C’est une excellente nouvelle pour la biodiversité unique de Rodrigues. Deux oiseaux endémiques, à savoir la fauvette de Rodrigues et le cardinal jaune de Rodrigues - autrefois au bord de l’extinction - ont été reclassés de la catégorie «Near Threatened» à «Least Concern» sur la dernière mise à jour de la liste rouge de l’Union Internationale pour la Conservation de la Nature (UICN).
Un changement de statut qui symbolise bien plus qu’un simple ajustement scientifique. Il incarne des décennies d’efforts, de patience et d’engagement en faveur de la biodiversité de cette petite île de l’océan Indien. Cette double réussite porte la signature de la Mauritian Wildlife Foundation (MWF) et de ses partenaires, qui œuvrent sans relâche à Rodrigues depuis plus de 40 ans. Autrefois en voie de disparition, les deux oiseaux ont vu leurs populations respectives se reconstituer de manière spectaculaire : entre 20 000 et 25 000 fauvettes et 15 000 à 20 000 cardinals jaunes vivent aujourd’hui sur l’île.
Un chiffre impensable il y a quelques décennies, quand les spécialistes ne comptaient plus que quelques paires survivantes. Dans les années 1970, la situation était désespérée. La fauvette de Rodrigues, petit oiseau brun-olive au chant mélodieux et au long bec fin, n’était plus représentée que par huit couples recensés en 1979. Vers la fin des années 1960, on avait même cru à sa disparition. Quant au cardinal jaune, son effectif était tombé à 5 ou 6 paires à la fin des années 1960.
La disparition semblait inévitable, comme pour 10 des 12 espèces d’oiseaux autrefois endémiques de Rodrigues (telles que le solitaire), ces deux survivants semblaient promis au même destin.

- - -

■ **À faire**:
- a) D'après le texte sur les oiseaux de Rodrigues, combien de couples de fauvettes de Rodrigues avait-on recensés en 1979 ?
- b) Reproduisez fidèlement le passage du texte sur les oiseaux de Rodrigues qui s'ouvre sur les mots contenant « Un changement de » et se clôt sur « aujourd’hui sur l’île. ».
- c) Indiquez si chacune de ces affirmations concorde avec le texte sur les oiseaux de Rodrigues, en répondant par oui ou par non et en citant les mots décisifs du texte. (i) La Mauritian Wildlife Foundation et ses partenaires travaillent à Rodrigues depuis plus de 40 ans. (ii) L'effectif du cardinal jaune était tombé à 5 ou 6 paires à la fin des années 1970. (iii) Les deux oiseaux ont été reclassés de « Near Threatened » à « Vulnerable ».

Entrées enregistrées du jeu de données:
- - -

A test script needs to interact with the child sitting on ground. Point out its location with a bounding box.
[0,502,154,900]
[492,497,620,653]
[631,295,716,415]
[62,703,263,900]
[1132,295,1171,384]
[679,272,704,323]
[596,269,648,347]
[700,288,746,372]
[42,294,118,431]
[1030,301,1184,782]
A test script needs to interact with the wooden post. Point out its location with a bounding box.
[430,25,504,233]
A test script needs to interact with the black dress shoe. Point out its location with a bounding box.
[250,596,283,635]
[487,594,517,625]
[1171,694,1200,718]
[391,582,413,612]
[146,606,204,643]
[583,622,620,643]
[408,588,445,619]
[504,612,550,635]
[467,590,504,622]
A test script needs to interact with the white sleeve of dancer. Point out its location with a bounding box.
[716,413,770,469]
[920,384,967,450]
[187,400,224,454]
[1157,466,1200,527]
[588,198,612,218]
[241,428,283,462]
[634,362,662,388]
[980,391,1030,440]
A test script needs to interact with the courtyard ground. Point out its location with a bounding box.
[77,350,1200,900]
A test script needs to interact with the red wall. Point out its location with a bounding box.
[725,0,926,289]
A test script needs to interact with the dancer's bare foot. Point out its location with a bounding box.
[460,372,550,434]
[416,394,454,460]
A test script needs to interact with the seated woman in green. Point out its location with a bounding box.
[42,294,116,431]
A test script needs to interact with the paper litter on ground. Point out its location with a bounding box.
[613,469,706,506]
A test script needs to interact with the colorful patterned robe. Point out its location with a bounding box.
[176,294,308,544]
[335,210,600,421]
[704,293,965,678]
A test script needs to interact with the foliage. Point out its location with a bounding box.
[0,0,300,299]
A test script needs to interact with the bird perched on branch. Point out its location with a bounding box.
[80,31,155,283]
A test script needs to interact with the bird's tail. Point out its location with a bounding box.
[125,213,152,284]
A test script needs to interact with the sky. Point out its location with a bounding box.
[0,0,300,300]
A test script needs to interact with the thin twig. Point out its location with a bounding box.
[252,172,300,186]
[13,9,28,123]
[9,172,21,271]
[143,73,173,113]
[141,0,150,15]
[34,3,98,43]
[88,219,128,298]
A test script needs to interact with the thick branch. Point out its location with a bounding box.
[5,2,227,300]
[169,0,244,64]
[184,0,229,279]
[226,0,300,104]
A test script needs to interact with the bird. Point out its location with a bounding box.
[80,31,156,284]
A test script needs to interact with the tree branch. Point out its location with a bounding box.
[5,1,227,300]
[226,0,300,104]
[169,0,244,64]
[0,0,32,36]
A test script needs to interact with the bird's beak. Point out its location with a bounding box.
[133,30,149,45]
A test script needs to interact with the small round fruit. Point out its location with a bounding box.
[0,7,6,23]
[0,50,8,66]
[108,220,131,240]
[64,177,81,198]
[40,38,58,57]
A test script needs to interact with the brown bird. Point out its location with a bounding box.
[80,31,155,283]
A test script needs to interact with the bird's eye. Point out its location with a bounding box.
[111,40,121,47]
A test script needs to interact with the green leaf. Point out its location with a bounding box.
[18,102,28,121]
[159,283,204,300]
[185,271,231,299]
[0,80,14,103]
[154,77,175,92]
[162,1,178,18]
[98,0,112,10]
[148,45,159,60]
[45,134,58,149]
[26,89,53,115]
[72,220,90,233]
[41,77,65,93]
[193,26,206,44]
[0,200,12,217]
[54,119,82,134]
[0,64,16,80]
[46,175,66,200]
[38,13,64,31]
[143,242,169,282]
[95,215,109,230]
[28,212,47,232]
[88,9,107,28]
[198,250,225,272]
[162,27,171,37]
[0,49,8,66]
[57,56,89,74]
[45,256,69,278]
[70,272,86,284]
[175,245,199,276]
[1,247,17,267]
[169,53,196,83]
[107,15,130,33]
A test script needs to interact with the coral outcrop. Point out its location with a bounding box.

- - -

■ **Réponses par tâche**:
- a) Huit couples.

- b)
Un changement de statut qui symbolise bien plus qu’un simple ajustement scientifique. Il incarne des décennies d’efforts, de patience et d’engagement en faveur de la biodiversité de cette petite île de l’océan Indien. Cette double réussite porte la signature de la Mauritian Wildlife Foundation (MWF) et de ses partenaires, qui œuvrent sans relâche à Rodrigues depuis plus de 40 ans. Autrefois en voie de disparition, les deux oiseaux ont vu leurs populations respectives se reconstituer de manière spectaculaire : entre 20 000 et 25 000 fauvettes et 15 000 à 20 000 cardinals jaunes vivent aujourd’hui sur l’île.

- c)
(i) Oui : “qui œuvrent sans relâche à Rodrigues depuis plus de 40 ans”.
(ii) Non : “son effectif était tombé à 5 ou 6 paires à la fin des années 1960”.
(iii) Non : “ont été reclassés de la catégorie «Near Threatened» à «Least Concern»”.